* **ACTIVITY**:
Every line of the material is to be duplicated precisely.

* **DATA SUPPLIED**:
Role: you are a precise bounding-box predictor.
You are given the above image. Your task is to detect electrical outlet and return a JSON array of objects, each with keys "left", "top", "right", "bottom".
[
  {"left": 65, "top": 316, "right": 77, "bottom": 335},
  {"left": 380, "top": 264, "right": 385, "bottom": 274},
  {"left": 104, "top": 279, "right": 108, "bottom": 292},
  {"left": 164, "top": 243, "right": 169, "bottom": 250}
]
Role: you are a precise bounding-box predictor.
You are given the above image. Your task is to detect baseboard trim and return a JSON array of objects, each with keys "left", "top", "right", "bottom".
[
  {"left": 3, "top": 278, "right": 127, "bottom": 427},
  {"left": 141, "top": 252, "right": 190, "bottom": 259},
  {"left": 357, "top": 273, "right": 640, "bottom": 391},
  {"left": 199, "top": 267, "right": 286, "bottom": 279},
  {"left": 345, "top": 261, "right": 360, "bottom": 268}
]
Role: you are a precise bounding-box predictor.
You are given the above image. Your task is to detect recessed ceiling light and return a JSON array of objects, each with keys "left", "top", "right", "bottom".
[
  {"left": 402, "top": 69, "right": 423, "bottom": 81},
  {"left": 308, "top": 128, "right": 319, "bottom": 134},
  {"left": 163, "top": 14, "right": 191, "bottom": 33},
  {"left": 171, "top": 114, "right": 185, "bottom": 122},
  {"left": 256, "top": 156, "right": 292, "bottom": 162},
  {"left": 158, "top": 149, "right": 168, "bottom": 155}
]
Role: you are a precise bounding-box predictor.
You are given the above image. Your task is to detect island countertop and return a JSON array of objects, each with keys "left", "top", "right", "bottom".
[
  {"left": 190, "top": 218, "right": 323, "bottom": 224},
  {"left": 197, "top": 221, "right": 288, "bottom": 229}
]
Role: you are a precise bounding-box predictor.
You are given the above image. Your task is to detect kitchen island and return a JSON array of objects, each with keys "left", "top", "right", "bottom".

* **SOLUTION**:
Role: you are a precise bounding-box predictor.
You are given the above image. Your task is to detect electrical outlet and return a JSON array of objects, each with keys "left", "top", "right", "bottom".
[
  {"left": 65, "top": 316, "right": 77, "bottom": 335},
  {"left": 380, "top": 264, "right": 385, "bottom": 274},
  {"left": 104, "top": 279, "right": 108, "bottom": 292},
  {"left": 164, "top": 243, "right": 169, "bottom": 250}
]
Role: you are a precise bounding-box predictor.
You are given the above image. Your task is to detect baseboard trim and return a JSON array of objects, each with keys "left", "top", "right", "bottom".
[
  {"left": 3, "top": 278, "right": 127, "bottom": 427},
  {"left": 141, "top": 252, "right": 190, "bottom": 259},
  {"left": 357, "top": 273, "right": 640, "bottom": 391},
  {"left": 199, "top": 267, "right": 286, "bottom": 279},
  {"left": 345, "top": 261, "right": 360, "bottom": 268}
]
Role: you are a precise bounding-box predictor.
You are given the above image. Your task is to detect recessed ceiling light and return a JSON array of objects, each with keys "left", "top", "right", "bottom".
[
  {"left": 402, "top": 69, "right": 423, "bottom": 81},
  {"left": 308, "top": 128, "right": 319, "bottom": 134},
  {"left": 163, "top": 14, "right": 191, "bottom": 33},
  {"left": 171, "top": 114, "right": 185, "bottom": 122},
  {"left": 256, "top": 156, "right": 292, "bottom": 162},
  {"left": 158, "top": 149, "right": 168, "bottom": 155}
]
Role: you are a precise bounding-box predictor.
You are given the above image. Your task is to detect island countertop and return a JSON array of objects, each with keys "left", "top", "right", "bottom".
[
  {"left": 190, "top": 218, "right": 323, "bottom": 224},
  {"left": 197, "top": 221, "right": 288, "bottom": 229}
]
Role: you are a precise bounding-box predictor.
You are given the above image. Your task is to detect kitchen island and return a JSON array of objects, each with keys "left", "top", "right", "bottom".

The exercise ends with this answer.